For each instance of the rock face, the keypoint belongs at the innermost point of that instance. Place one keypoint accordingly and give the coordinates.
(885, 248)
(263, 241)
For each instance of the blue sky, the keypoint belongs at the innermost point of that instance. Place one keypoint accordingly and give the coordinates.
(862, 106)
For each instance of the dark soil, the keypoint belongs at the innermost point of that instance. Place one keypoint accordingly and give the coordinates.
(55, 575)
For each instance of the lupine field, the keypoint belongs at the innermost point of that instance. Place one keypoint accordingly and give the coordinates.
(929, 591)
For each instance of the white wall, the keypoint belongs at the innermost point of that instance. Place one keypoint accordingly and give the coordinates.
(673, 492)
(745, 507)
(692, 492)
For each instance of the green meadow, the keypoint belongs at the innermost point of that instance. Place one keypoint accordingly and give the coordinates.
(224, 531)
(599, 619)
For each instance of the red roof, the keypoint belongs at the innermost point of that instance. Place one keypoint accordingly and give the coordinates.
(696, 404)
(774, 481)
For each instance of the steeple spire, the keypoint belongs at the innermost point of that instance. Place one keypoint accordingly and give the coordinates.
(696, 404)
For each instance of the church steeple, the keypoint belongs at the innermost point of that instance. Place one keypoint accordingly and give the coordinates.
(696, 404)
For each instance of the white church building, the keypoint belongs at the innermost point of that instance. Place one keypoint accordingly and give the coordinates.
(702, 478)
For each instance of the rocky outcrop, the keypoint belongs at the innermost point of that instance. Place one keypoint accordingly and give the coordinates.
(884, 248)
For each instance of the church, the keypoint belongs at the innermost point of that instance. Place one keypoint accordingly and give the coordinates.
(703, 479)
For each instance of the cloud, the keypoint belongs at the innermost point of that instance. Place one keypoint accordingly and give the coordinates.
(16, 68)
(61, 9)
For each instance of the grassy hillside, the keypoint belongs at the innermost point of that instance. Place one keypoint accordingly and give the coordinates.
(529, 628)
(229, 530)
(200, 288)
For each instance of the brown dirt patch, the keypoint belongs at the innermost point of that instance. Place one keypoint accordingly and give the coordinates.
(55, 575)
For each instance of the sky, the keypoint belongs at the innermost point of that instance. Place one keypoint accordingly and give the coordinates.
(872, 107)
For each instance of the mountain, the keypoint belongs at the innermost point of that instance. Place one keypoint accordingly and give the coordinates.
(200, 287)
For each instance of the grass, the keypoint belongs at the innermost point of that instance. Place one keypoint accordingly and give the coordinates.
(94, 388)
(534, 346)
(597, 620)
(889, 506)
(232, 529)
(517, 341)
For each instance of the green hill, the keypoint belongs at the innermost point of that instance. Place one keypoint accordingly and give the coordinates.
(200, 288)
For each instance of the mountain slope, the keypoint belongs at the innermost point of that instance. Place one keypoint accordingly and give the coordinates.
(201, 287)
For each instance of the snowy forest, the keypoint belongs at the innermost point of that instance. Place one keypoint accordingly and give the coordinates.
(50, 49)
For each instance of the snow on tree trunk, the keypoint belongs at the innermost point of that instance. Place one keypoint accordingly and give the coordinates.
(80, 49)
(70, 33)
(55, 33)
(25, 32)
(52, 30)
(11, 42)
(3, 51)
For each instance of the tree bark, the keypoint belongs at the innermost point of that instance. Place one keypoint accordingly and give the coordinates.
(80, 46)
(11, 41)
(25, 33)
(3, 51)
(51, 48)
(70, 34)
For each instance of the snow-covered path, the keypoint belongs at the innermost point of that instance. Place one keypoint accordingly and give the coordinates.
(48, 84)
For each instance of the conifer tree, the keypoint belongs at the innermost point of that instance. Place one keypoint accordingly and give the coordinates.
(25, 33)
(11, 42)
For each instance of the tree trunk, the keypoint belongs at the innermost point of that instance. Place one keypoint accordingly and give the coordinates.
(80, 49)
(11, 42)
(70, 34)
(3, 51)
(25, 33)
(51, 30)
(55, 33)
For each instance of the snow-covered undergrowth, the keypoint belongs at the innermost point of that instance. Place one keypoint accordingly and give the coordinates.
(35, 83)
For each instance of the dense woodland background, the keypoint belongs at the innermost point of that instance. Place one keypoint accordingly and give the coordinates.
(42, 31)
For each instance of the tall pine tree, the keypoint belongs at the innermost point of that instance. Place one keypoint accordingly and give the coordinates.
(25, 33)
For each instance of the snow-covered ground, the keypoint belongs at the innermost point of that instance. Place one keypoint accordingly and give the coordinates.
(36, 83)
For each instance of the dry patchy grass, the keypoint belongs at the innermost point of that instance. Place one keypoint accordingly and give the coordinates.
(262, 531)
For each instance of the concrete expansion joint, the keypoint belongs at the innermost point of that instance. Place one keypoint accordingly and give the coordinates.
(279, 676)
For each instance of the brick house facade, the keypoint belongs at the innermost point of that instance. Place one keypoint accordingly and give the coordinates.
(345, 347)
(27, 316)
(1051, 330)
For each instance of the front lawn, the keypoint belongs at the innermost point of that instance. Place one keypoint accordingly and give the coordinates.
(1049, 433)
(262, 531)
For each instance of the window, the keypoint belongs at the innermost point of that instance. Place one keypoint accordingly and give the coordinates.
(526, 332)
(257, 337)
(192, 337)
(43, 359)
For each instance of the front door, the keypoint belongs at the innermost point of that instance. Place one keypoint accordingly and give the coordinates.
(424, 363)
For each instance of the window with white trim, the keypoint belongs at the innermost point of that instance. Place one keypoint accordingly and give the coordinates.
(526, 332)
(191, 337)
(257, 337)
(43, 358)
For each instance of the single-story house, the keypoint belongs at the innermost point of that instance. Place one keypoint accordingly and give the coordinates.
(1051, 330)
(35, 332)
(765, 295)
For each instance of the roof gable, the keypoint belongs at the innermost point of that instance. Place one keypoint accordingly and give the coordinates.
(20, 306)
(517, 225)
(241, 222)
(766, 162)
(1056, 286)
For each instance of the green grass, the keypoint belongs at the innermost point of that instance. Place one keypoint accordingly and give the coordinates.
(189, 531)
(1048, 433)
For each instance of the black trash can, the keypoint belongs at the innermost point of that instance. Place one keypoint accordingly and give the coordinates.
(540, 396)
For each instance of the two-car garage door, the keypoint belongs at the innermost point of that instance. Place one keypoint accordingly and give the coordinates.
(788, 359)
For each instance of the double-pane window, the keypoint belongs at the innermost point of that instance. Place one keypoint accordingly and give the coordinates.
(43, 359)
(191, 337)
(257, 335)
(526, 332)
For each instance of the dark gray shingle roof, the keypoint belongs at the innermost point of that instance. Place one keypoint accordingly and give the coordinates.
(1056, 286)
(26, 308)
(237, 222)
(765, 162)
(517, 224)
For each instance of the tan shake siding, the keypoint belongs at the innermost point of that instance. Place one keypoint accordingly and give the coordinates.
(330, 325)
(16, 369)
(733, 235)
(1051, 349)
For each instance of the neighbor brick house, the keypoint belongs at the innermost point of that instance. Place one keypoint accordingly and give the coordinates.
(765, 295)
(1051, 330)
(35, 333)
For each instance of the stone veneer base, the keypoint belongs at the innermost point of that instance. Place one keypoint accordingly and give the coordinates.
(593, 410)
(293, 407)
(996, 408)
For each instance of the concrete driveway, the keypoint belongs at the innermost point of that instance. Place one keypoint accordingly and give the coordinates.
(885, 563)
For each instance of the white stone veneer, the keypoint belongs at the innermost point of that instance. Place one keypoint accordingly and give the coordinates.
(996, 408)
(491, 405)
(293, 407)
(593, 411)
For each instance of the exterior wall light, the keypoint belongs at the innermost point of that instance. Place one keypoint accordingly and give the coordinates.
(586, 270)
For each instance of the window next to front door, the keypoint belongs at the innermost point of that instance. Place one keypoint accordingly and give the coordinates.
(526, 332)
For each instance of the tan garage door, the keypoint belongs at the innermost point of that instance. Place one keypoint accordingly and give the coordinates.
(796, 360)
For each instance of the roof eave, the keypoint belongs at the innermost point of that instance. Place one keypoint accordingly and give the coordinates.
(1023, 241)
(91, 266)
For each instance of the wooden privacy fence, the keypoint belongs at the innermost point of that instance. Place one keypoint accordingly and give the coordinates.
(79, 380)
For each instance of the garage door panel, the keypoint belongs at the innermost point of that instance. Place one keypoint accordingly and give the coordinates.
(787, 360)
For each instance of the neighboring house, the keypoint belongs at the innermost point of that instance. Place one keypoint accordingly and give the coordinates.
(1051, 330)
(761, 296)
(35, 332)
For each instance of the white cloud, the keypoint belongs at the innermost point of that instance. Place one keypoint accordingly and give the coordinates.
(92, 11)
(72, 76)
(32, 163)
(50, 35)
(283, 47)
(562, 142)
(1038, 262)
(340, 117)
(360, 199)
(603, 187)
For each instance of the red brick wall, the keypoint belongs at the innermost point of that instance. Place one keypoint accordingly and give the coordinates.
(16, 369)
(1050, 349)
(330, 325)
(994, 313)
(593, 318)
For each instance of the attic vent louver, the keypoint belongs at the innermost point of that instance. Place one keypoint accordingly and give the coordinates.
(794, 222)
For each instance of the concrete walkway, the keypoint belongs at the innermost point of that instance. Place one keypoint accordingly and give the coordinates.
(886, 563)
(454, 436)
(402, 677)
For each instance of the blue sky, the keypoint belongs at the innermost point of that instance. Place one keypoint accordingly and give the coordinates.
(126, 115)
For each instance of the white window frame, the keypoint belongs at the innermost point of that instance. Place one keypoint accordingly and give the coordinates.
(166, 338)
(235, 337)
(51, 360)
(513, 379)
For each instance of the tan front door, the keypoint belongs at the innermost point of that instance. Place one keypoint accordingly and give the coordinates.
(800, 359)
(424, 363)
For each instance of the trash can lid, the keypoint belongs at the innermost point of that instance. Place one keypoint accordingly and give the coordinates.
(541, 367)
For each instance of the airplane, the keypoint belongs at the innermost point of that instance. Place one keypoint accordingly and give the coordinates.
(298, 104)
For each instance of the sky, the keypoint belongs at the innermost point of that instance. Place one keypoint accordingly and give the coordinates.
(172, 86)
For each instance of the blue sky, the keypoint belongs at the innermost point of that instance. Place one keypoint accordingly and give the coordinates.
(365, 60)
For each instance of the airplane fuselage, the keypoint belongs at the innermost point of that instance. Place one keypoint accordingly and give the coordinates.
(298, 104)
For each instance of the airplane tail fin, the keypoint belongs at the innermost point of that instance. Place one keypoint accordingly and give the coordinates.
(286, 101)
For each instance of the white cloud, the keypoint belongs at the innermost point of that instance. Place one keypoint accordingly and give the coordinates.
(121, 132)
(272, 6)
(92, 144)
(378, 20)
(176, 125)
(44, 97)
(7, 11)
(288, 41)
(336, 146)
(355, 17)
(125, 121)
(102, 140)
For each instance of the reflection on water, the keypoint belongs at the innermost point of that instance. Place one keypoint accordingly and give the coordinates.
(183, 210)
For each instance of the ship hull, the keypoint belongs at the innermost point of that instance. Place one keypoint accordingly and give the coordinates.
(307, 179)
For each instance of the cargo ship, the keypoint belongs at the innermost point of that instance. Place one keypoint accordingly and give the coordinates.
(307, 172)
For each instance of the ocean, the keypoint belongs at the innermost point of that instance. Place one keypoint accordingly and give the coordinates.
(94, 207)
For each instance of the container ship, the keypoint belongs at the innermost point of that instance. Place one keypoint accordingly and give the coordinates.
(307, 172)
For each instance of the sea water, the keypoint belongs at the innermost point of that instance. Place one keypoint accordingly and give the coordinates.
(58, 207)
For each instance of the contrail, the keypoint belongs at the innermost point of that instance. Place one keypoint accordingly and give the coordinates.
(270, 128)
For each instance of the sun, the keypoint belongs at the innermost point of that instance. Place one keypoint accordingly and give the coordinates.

EXERCISE DETAILS: Update the records starting at the line containing "For each instance of the sea" and continuing through the last record, replacing "innermost point" with "deepest interior point" and leaving everything else unchanged. Return only those lines.

SOLVED PROBLEM:
For each instance of the sea water, the keypoint belongs at the deepest interior point of that instance. Place one keypoint accordingly and give the coordinates.
(58, 207)
For each instance of the contrail, the keypoint belongs at the deepest interior point of that instance. Place one keypoint accordingly and give the coordinates.
(270, 128)
For each instance of the sun, the keypoint belongs at the deepest interior point of that instance. Place one keypoint accordingly and give the coordinates.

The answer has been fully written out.